> _TASK PROMPT_: Retype the following lines of data with no changes at all.

## BEGIN INPUT MATERIAL

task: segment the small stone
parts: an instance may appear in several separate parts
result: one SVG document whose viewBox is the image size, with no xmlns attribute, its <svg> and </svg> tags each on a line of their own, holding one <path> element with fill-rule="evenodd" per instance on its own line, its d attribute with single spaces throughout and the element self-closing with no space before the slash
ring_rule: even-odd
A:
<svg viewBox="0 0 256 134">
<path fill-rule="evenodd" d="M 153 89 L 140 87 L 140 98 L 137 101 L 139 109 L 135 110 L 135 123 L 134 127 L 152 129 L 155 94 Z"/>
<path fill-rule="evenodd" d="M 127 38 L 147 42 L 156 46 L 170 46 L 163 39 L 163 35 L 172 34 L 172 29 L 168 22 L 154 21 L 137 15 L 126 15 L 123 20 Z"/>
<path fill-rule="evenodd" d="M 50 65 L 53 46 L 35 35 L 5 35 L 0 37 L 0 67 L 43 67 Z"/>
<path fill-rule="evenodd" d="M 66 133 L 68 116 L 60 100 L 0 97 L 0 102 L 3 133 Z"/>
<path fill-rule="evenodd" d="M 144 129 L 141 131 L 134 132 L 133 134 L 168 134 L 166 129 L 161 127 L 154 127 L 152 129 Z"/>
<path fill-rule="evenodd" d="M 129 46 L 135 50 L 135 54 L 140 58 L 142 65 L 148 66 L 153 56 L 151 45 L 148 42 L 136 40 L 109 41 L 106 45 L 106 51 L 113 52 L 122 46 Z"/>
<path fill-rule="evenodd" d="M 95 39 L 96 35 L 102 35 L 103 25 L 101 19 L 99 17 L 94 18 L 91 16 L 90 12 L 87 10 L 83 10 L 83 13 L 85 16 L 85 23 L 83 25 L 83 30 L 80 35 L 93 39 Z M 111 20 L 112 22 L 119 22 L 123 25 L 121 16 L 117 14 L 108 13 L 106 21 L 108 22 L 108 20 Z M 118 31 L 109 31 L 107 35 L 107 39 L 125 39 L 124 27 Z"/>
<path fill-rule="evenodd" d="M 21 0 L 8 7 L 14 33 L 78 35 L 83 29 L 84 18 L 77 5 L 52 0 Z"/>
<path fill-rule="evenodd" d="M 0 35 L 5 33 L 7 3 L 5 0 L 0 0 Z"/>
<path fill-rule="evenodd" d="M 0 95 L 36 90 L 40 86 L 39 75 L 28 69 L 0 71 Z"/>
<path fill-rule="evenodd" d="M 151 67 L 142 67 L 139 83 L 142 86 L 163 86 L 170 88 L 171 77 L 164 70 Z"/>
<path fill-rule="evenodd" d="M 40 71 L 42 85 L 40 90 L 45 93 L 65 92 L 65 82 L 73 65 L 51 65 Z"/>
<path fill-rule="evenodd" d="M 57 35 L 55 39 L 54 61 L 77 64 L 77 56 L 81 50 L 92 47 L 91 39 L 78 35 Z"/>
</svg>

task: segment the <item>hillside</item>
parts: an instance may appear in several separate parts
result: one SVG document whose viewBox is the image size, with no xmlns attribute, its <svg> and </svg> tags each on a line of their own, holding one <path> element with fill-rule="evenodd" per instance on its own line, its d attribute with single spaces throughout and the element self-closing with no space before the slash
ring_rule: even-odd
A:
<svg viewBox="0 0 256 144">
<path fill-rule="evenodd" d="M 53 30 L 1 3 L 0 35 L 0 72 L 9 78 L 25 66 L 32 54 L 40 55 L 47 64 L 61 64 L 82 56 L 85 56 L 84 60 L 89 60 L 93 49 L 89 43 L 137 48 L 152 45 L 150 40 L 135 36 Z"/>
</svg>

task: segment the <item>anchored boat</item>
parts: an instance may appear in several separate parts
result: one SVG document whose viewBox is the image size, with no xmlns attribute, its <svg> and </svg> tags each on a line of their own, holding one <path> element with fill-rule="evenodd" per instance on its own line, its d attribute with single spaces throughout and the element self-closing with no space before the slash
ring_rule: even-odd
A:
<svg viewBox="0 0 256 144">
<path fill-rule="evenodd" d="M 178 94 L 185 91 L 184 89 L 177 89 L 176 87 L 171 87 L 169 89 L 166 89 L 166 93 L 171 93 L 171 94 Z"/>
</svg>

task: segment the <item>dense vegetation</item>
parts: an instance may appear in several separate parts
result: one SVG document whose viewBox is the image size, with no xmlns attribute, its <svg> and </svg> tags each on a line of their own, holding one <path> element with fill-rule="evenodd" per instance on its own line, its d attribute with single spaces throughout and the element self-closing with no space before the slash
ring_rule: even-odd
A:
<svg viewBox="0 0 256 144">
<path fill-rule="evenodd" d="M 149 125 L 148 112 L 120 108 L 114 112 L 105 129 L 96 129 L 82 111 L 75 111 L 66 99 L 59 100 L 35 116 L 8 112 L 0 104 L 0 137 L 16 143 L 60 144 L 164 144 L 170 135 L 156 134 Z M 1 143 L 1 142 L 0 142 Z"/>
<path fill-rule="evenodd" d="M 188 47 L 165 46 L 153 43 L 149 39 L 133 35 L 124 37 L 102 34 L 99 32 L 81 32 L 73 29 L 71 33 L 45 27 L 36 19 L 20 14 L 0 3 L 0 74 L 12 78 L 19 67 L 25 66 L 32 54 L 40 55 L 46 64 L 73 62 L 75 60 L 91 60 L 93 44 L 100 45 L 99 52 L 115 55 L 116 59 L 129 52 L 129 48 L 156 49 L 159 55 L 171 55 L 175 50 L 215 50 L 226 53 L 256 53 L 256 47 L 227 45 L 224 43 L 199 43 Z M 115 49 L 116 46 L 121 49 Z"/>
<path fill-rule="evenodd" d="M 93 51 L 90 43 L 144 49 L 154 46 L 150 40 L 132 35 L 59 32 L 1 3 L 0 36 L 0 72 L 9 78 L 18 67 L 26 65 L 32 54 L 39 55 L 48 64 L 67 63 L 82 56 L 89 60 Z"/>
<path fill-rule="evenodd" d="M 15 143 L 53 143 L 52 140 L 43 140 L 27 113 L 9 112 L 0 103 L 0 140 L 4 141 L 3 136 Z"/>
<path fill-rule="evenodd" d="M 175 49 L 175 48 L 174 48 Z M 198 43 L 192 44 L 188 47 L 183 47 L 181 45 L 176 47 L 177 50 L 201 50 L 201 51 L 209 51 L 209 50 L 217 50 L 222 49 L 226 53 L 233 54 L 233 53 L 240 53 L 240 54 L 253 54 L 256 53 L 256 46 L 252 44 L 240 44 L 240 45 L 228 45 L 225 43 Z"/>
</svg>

## END INPUT MATERIAL

> _FINAL RESULT_:
task: segment the small stone
parts: an instance may appear in several separate parts
result: one SVG document whose viewBox is the image size, with no xmlns attribute, its <svg> and </svg> tags each on a line of their own, holding one <path> element with fill-rule="evenodd" per instance on its own line, its d attribute with single spaces throughout and the element self-closing with no space before the slash
ring_rule: even-odd
A:
<svg viewBox="0 0 256 134">
<path fill-rule="evenodd" d="M 153 89 L 140 87 L 140 98 L 137 101 L 139 109 L 135 110 L 135 123 L 134 127 L 152 129 L 155 94 Z"/>
<path fill-rule="evenodd" d="M 127 38 L 147 42 L 156 46 L 170 46 L 163 39 L 163 35 L 172 34 L 172 29 L 168 22 L 154 21 L 137 15 L 126 15 L 123 20 Z"/>
<path fill-rule="evenodd" d="M 50 65 L 53 46 L 35 35 L 5 35 L 0 37 L 0 67 L 43 67 Z"/>
<path fill-rule="evenodd" d="M 66 133 L 68 116 L 60 100 L 0 97 L 0 102 L 3 133 Z"/>
<path fill-rule="evenodd" d="M 144 129 L 141 131 L 134 132 L 133 134 L 168 134 L 166 129 L 161 127 L 154 127 L 152 129 Z"/>
<path fill-rule="evenodd" d="M 129 46 L 135 50 L 135 54 L 140 58 L 142 65 L 148 66 L 153 56 L 151 45 L 148 42 L 136 40 L 109 41 L 106 45 L 106 51 L 113 52 L 122 46 Z"/>
<path fill-rule="evenodd" d="M 95 39 L 96 35 L 102 35 L 103 25 L 101 19 L 99 17 L 94 18 L 91 16 L 90 12 L 87 10 L 83 10 L 83 13 L 85 16 L 85 23 L 83 25 L 83 30 L 80 35 L 93 39 Z M 111 20 L 112 22 L 119 22 L 123 25 L 121 16 L 117 14 L 108 13 L 106 21 L 108 22 L 108 20 Z M 118 31 L 109 31 L 107 35 L 107 39 L 125 39 L 124 27 Z"/>
<path fill-rule="evenodd" d="M 21 0 L 8 7 L 14 33 L 78 35 L 83 29 L 84 18 L 77 5 L 52 0 Z"/>
<path fill-rule="evenodd" d="M 0 35 L 5 33 L 7 3 L 5 0 L 0 0 Z"/>
<path fill-rule="evenodd" d="M 0 95 L 36 90 L 40 86 L 39 75 L 28 69 L 0 71 Z"/>
<path fill-rule="evenodd" d="M 151 67 L 142 67 L 139 83 L 142 86 L 163 86 L 170 88 L 171 77 L 164 70 Z"/>
<path fill-rule="evenodd" d="M 40 71 L 42 85 L 40 90 L 45 93 L 65 92 L 65 82 L 73 65 L 51 65 Z"/>
<path fill-rule="evenodd" d="M 57 35 L 55 39 L 54 61 L 77 64 L 77 56 L 81 50 L 92 47 L 91 39 L 78 35 Z"/>
</svg>

task: segment the <item>hillside</item>
parts: an instance may appear in several separate parts
result: one SVG document whose viewBox is the image size, with no xmlns attribute, its <svg> and </svg> tags each on a line of their own, holding one <path> element with fill-rule="evenodd" per instance on its own line, its d attribute with single spaces throughout and the element self-closing with no space before the slash
ring_rule: even-odd
A:
<svg viewBox="0 0 256 144">
<path fill-rule="evenodd" d="M 53 30 L 1 3 L 0 35 L 0 72 L 9 78 L 25 66 L 32 54 L 40 55 L 47 64 L 61 64 L 82 56 L 85 56 L 84 60 L 89 60 L 93 49 L 89 43 L 137 48 L 152 45 L 150 40 L 135 36 Z"/>
</svg>

task: segment the <item>anchored boat</item>
parts: an instance may appear in several separate parts
result: one SVG document whose viewBox is the image size, with no xmlns attribute, its <svg> and </svg> tags each on a line of their own, holding one <path> element with fill-rule="evenodd" per instance on its own line, its d attribute with single spaces throughout and the element self-closing with no space before the slash
ring_rule: even-odd
A:
<svg viewBox="0 0 256 144">
<path fill-rule="evenodd" d="M 178 94 L 185 91 L 184 89 L 177 89 L 176 87 L 171 87 L 169 89 L 166 89 L 166 93 L 171 93 L 171 94 Z"/>
</svg>

task: segment the <item>dense vegetation</item>
parts: an instance may appear in several separate parts
result: one SVG document whose viewBox is the image size, with no xmlns attribute, its <svg> and </svg> tags each on a line of their own, holding one <path> element with fill-rule="evenodd" per instance on its own line, its d attribute with single spaces throughout and the element self-closing with no space before the slash
ring_rule: even-odd
A:
<svg viewBox="0 0 256 144">
<path fill-rule="evenodd" d="M 149 125 L 148 112 L 120 108 L 114 112 L 105 129 L 96 129 L 82 111 L 75 111 L 66 99 L 59 100 L 35 116 L 8 112 L 0 104 L 0 137 L 16 143 L 60 144 L 164 144 L 170 135 L 156 134 Z M 1 143 L 1 142 L 0 142 Z"/>
<path fill-rule="evenodd" d="M 188 47 L 165 46 L 153 43 L 149 39 L 133 35 L 124 37 L 102 34 L 99 32 L 81 32 L 73 29 L 71 33 L 45 27 L 36 19 L 20 14 L 0 3 L 0 74 L 12 78 L 19 67 L 25 66 L 32 54 L 40 55 L 46 64 L 73 62 L 75 60 L 91 60 L 93 44 L 100 45 L 99 52 L 115 55 L 116 59 L 129 52 L 129 48 L 156 49 L 159 55 L 171 55 L 175 50 L 215 50 L 226 53 L 256 53 L 256 47 L 227 45 L 224 43 L 199 43 Z M 115 49 L 116 46 L 121 49 Z"/>
<path fill-rule="evenodd" d="M 93 51 L 90 43 L 144 49 L 154 46 L 150 40 L 132 35 L 59 32 L 1 3 L 0 36 L 0 72 L 9 78 L 18 67 L 26 65 L 32 54 L 39 55 L 48 64 L 67 63 L 82 56 L 89 60 Z"/>
<path fill-rule="evenodd" d="M 15 143 L 53 143 L 52 140 L 43 140 L 27 113 L 9 112 L 0 103 L 0 140 L 4 141 L 3 136 Z"/>
<path fill-rule="evenodd" d="M 175 49 L 175 48 L 174 48 Z M 198 43 L 192 44 L 188 47 L 183 47 L 181 45 L 176 47 L 177 50 L 201 50 L 201 51 L 209 51 L 209 50 L 217 50 L 222 49 L 226 53 L 233 54 L 233 53 L 240 53 L 240 54 L 253 54 L 256 53 L 256 46 L 252 44 L 240 44 L 240 45 L 228 45 L 225 43 Z"/>
</svg>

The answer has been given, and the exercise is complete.